■ **Activity**
Word for word, restate all of the entries.

■ **Information provided**
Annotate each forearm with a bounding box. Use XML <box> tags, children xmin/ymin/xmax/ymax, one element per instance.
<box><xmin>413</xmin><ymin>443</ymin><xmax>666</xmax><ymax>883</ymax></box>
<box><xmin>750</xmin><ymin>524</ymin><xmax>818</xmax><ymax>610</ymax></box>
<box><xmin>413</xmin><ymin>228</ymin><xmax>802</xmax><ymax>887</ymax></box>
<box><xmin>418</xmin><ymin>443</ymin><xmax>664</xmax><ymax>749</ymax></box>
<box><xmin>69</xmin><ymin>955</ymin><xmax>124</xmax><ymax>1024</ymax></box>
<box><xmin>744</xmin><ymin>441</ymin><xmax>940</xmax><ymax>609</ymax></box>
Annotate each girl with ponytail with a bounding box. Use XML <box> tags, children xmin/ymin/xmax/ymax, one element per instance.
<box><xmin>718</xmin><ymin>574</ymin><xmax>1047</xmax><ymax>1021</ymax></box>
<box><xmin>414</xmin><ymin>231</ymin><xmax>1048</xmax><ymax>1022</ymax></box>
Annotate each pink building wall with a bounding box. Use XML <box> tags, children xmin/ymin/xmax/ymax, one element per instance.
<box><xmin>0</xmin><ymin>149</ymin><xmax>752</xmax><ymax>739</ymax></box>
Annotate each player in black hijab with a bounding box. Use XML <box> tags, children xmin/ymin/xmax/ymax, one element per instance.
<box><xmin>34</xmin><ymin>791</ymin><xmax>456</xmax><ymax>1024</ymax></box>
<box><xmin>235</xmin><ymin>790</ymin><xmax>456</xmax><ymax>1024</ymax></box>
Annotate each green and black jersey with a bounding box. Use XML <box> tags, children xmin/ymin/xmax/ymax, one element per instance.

■ **Completed exercise**
Annotate each forearm with a bounding box. Use XML <box> tags, children xmin/ymin/xmax/ymax, one element per instance.
<box><xmin>413</xmin><ymin>443</ymin><xmax>666</xmax><ymax>883</ymax></box>
<box><xmin>750</xmin><ymin>524</ymin><xmax>818</xmax><ymax>610</ymax></box>
<box><xmin>413</xmin><ymin>228</ymin><xmax>802</xmax><ymax>887</ymax></box>
<box><xmin>418</xmin><ymin>443</ymin><xmax>664</xmax><ymax>749</ymax></box>
<box><xmin>69</xmin><ymin>955</ymin><xmax>124</xmax><ymax>1024</ymax></box>
<box><xmin>744</xmin><ymin>441</ymin><xmax>940</xmax><ymax>609</ymax></box>
Annotate each girl with ponytail with a bounding box. Use XML <box> tags, children xmin/ymin/xmax/ymax, one element per instance.
<box><xmin>718</xmin><ymin>574</ymin><xmax>1047</xmax><ymax>1021</ymax></box>
<box><xmin>414</xmin><ymin>231</ymin><xmax>1048</xmax><ymax>1022</ymax></box>
Annotate each pink building wall with a bounding box. Use XML <box> tags, children xmin/ymin/xmax/ymax, one element per instance.
<box><xmin>0</xmin><ymin>149</ymin><xmax>752</xmax><ymax>739</ymax></box>
Annotate each player in black hijab with a bounding box. Use XML <box> tags, children xmin/ymin/xmax/ymax, one element per instance.
<box><xmin>34</xmin><ymin>791</ymin><xmax>456</xmax><ymax>1024</ymax></box>
<box><xmin>235</xmin><ymin>790</ymin><xmax>456</xmax><ymax>1024</ymax></box>
Annotate each green and black jersey with a bounding box. Use XML <box> tags, children xmin/ymin/xmax/ymax, one element per instance.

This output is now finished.